## [Task brief]
Retype the lines of the records from the line with "of the distant" to the line with "pixel 786 97", changing nothing.

## [Supplied records]
= = =

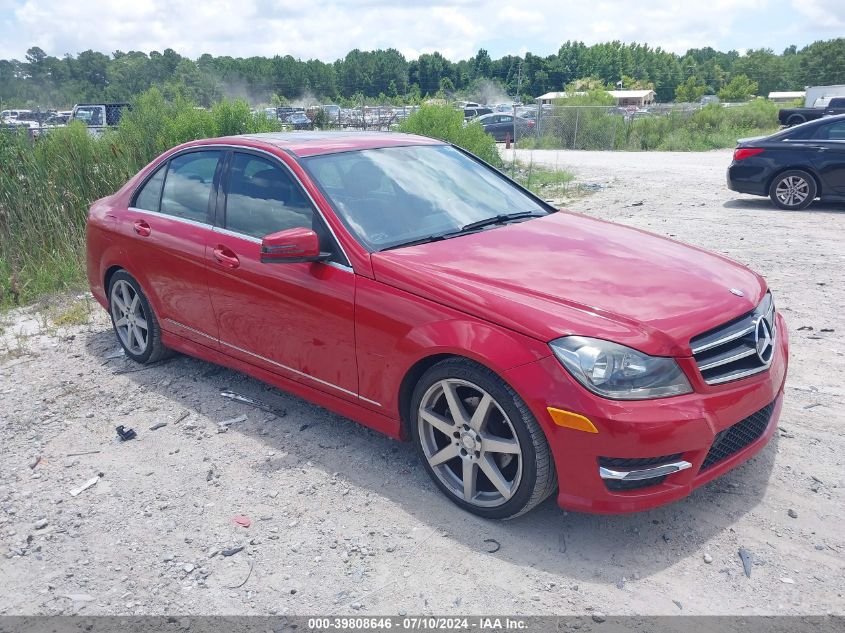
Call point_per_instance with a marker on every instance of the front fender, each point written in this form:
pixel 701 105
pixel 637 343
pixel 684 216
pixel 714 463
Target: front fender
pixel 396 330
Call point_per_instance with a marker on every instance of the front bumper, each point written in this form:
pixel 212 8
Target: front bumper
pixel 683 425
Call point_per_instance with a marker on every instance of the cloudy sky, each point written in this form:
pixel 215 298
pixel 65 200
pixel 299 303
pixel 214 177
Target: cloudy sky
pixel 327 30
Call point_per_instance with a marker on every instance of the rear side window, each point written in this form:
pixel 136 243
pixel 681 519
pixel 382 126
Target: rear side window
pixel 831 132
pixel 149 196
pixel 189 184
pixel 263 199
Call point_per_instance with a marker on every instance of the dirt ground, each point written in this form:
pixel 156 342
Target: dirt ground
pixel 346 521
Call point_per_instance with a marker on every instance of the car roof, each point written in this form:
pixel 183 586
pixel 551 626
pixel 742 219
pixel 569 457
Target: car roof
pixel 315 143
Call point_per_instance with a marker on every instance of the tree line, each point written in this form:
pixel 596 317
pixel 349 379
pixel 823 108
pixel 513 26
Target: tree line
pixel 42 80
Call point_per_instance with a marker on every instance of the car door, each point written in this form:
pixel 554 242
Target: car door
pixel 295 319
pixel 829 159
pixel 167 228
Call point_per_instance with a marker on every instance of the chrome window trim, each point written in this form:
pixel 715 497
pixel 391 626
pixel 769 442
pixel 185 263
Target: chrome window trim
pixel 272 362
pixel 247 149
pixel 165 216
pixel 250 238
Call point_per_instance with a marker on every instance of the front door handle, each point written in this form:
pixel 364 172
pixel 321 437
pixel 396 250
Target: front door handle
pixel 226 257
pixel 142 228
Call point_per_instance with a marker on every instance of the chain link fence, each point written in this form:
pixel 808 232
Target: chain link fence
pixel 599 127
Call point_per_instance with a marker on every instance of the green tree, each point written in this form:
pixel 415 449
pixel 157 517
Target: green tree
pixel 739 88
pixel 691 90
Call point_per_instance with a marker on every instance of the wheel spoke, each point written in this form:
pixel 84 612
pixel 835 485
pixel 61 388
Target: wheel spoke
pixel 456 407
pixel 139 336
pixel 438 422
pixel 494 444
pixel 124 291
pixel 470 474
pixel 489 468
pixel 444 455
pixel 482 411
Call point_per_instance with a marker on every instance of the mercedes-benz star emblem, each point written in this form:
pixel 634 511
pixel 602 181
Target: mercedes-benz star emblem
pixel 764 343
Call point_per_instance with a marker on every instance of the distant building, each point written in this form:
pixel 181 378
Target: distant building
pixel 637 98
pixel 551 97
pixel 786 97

= = =

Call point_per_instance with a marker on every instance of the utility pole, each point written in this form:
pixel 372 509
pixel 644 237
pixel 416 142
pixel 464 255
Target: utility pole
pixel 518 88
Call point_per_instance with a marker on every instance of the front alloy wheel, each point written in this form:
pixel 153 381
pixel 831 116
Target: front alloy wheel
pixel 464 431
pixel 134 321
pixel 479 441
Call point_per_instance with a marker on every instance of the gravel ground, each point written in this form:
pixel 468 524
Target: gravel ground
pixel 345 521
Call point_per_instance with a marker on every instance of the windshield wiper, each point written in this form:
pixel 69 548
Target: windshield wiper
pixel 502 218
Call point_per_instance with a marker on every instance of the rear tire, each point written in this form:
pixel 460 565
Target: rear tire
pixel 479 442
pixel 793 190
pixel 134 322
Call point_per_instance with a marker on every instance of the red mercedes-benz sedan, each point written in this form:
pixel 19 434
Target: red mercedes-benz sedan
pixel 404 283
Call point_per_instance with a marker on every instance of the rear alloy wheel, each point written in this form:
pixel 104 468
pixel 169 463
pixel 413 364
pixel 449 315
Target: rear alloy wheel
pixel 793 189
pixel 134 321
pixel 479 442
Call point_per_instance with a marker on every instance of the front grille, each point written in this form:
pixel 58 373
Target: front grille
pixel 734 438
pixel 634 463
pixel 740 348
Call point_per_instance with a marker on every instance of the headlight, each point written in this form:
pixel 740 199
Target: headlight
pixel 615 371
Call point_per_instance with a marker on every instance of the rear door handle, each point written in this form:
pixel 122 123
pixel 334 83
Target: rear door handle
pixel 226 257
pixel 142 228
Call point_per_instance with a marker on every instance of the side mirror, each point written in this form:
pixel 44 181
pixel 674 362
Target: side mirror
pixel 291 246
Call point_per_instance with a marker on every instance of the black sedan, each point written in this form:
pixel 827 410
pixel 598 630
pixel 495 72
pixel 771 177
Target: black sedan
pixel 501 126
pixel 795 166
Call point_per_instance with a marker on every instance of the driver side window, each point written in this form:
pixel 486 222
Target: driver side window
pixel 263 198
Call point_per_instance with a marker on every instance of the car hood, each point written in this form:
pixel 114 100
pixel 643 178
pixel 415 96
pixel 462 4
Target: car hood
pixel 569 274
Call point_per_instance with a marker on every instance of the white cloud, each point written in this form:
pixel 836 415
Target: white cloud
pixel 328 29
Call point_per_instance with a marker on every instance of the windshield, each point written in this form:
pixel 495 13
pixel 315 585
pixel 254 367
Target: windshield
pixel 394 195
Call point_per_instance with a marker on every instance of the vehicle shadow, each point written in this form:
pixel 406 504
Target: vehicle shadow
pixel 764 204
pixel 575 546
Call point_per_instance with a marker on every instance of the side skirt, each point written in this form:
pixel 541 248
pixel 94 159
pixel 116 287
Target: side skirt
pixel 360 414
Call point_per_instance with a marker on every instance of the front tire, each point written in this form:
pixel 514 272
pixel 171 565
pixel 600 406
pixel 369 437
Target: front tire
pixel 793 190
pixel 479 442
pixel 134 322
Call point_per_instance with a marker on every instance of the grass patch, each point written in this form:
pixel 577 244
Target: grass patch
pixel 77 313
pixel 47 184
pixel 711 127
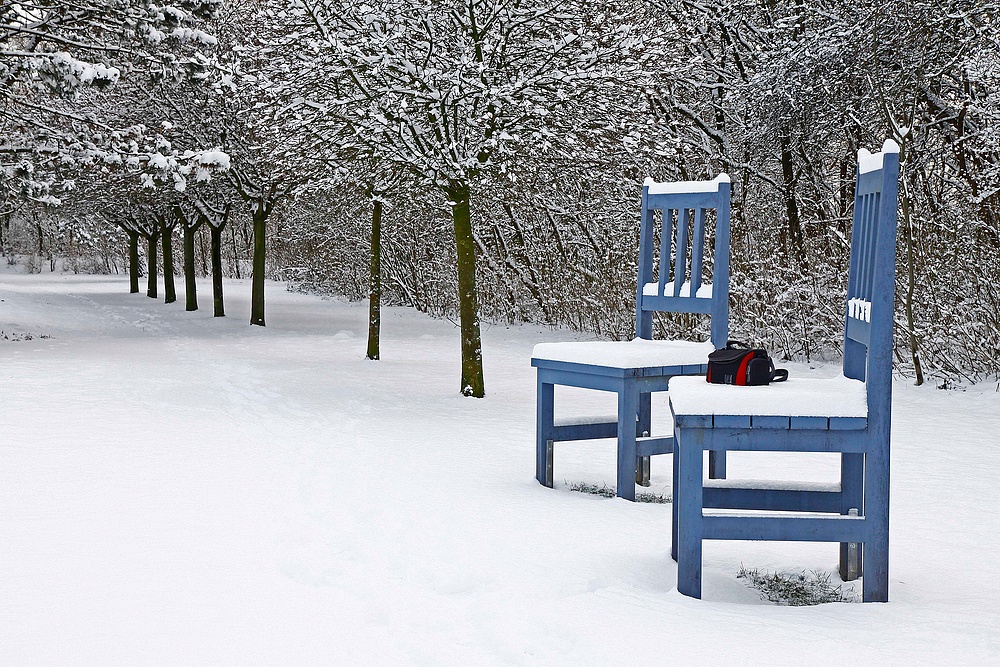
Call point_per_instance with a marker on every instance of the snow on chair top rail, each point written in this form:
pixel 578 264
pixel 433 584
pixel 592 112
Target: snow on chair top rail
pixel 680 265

= = =

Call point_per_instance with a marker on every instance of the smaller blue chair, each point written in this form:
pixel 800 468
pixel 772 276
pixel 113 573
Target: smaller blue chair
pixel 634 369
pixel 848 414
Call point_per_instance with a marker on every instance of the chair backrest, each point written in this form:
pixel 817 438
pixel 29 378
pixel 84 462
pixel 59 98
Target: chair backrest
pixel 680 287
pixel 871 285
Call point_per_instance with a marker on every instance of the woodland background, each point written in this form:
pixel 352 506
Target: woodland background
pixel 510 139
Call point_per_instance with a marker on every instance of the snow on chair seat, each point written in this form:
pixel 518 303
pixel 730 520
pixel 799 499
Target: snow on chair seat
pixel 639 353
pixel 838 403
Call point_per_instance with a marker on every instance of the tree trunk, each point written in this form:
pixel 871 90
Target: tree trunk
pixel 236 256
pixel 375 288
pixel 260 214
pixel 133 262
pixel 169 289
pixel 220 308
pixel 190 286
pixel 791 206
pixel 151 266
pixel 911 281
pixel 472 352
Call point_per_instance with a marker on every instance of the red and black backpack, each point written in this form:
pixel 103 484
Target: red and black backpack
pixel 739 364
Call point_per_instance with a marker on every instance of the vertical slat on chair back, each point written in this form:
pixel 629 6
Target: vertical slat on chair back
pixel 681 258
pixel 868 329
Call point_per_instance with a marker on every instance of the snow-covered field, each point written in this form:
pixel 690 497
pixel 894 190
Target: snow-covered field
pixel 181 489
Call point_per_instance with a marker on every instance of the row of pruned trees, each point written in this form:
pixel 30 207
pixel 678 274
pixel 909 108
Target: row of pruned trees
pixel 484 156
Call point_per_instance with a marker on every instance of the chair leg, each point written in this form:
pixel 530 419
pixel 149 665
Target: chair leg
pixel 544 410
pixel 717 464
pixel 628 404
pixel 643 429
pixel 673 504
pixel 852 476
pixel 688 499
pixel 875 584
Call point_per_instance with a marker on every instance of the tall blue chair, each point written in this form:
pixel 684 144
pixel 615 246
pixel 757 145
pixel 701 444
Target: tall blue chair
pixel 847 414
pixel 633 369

= = =

## [Written answer]
Call point_per_instance with a marker on every instance of the distant building, each point written in this form:
pixel 181 378
Target: distant building
pixel 637 98
pixel 551 97
pixel 786 97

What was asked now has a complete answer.